NOUS, ON EST AU PEROU
Sur la route du Canyon Del Colca, direction Belmond Las Casitas, hôtel du groupe pour lequel je travaille.
Le road trip est fabuleux. Chaque kilomètre que l’on parcourt est époustouflant. Comment Mère Nature peut-elle être aussi belle, et aussi cruelle à la fois? Comment peut-elle être aussi paisible et violente à quelques miles de distance?

On passe de l’émerveillement aux larmes (pour ma part), du silence à la crise de panique, de la beauté du paysage à la terreur des images de chez nous, de la confiance à l’incertitude. L’incertitude qu’ils soient encore en vie.

Je peux maintenant dire que je sais. Je sais ce que ça fait d’attendre. Attendre un coup de fil, un texto, un message qui dit : “ils vont bien”. Car ils doivent aller bien. Ca ne peut juste pas être autrement.
Après 4 heures de route, sans s’arrêter ou presque, car trop pressés d’arriver pour en savoir plus, on s’installe au Belmond Las Casitas, à coté du village de Chivay, au fin fond du Canyon. L’équipe nous accueille gentiment malgré que l’on se pointe à l’improviste. On se sert les coudes entres collègues Belmond! … Surtout quand ils comprennent la situation.

» Lignes de données:
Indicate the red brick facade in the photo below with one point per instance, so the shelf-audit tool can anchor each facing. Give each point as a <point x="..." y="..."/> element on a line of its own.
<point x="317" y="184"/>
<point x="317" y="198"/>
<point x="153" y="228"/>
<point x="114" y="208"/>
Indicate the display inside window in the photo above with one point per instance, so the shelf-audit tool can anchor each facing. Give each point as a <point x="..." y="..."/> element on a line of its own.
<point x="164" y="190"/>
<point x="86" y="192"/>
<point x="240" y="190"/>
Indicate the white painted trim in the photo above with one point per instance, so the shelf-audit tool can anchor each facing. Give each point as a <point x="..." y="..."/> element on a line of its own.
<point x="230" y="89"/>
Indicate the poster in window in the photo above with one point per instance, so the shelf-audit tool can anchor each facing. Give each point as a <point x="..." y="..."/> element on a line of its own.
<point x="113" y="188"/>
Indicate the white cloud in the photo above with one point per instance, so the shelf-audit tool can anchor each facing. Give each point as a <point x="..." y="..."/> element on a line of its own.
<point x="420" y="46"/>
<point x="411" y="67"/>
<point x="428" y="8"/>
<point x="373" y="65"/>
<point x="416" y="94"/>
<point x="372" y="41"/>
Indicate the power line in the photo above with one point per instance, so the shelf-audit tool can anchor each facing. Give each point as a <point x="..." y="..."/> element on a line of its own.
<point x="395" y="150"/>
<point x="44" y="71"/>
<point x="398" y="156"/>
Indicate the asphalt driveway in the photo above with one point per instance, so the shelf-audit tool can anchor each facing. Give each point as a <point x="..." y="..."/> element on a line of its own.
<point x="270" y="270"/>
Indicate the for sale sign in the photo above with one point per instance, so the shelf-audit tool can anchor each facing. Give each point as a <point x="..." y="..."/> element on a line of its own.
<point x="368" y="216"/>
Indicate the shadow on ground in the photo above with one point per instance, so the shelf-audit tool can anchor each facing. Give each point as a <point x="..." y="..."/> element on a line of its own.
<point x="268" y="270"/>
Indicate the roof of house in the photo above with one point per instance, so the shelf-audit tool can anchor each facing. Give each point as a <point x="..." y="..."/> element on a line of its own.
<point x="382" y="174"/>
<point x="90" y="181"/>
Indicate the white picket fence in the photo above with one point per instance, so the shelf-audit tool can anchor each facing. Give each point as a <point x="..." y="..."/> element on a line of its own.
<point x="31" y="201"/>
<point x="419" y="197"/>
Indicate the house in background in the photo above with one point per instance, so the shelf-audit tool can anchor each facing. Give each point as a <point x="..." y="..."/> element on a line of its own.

» Travail à faire: Veuillez recopier le texte cité, de « Le road trip » jusqu'à « encore en vie. » inclus, en remplaçant « paysage » par « panorama ». Les entrées n'ont aucun rôle à jouer ici.

» Résultat correct:
Le road trip est fabuleux. Chaque kilomètre que l’on parcourt est époustouflant. Comment Mère Nature peut-elle être aussi belle, et aussi cruelle à la fois? Comment peut-elle être aussi paisible et violente à quelques miles de distance?

On passe de l’émerveillement aux larmes (pour ma part), du silence à la crise de panique, de la beauté du panorama à la terreur des images de chez nous, de la confiance à l’incertitude. L’incertitude qu’ils soient encore en vie.